-- Listing start --
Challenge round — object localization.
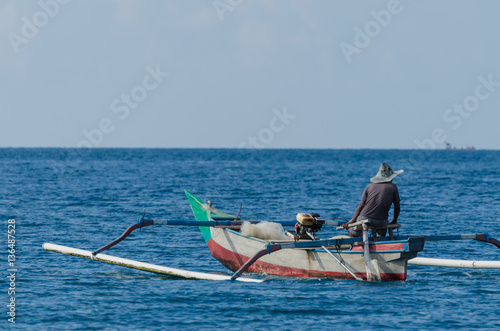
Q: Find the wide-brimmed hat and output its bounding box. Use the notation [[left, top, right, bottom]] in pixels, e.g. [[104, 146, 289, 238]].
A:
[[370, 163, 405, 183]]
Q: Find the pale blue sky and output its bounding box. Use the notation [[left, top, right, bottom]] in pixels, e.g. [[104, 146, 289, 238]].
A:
-- Listing end --
-- Listing start --
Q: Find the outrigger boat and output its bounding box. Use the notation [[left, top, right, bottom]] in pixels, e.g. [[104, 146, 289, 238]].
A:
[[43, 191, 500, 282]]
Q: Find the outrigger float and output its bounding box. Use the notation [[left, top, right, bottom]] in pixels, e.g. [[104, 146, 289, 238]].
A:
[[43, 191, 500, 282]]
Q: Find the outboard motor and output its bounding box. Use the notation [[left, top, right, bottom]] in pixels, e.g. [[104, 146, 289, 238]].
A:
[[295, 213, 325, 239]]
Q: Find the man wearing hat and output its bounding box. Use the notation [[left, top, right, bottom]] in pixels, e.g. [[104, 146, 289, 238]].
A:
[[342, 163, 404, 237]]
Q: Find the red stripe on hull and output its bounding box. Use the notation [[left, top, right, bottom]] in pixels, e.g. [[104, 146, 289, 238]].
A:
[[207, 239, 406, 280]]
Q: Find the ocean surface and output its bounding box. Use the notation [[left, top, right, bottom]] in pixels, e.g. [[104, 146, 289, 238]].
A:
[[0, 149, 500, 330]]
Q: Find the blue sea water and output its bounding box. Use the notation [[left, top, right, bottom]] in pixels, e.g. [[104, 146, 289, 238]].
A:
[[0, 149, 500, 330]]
-- Listing end --
-- Listing start --
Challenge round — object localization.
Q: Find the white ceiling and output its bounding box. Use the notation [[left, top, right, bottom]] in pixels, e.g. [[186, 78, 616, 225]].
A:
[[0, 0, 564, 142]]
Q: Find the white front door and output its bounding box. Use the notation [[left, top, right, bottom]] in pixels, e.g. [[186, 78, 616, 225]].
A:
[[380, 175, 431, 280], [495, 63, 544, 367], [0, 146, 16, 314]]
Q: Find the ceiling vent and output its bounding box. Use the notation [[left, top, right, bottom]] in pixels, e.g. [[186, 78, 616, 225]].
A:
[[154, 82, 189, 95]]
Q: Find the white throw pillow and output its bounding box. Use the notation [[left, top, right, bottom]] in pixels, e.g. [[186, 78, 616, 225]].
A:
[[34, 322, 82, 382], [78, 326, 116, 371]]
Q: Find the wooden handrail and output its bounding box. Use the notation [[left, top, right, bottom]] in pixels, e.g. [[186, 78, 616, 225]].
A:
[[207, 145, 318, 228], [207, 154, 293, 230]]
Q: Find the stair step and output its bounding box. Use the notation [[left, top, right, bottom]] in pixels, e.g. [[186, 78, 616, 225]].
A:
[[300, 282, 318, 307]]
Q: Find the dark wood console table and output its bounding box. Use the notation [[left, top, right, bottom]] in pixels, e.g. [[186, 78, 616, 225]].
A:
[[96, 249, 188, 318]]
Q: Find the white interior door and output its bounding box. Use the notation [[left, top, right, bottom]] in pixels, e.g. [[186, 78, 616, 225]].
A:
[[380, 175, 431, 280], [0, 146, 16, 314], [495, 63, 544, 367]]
-- Listing end --
__Work to be completed__
Rewrite the items from the line containing "Q: Find the wooden" through the line containing "63, 544, 367]]", inclusive, keeping the requests as they are. Scale every bounding-box coordinate in the answers by 0.7, rounding to whole numbers with halves rounded up, and leave the sample coordinates in the requests unchanged.

__Full answer__
Q: Find the wooden handrail and output its bounding box. Use the notation [[left, top, right, bottom]] in pixels, e.g. [[186, 78, 616, 225]].
A:
[[145, 102, 223, 160], [145, 108, 205, 161]]
Q: Find the stair step and output its bounding box. Use the notation [[left, top, right, bottom]] in pixels, e.g. [[186, 78, 616, 225]].
A:
[[210, 197, 223, 215]]
Q: Find the dark wood console table and output its bounding box. Use the notation [[left, top, right, bottom]] in pixels, e.g. [[186, 78, 616, 225]].
A:
[[67, 174, 132, 223]]
Q: Find the white interior door and output its bounding box. Use the notation [[left, top, right, bottom]] in pixels, e.g. [[186, 78, 616, 225]].
A:
[[266, 123, 302, 196], [0, 102, 11, 220], [347, 44, 381, 257]]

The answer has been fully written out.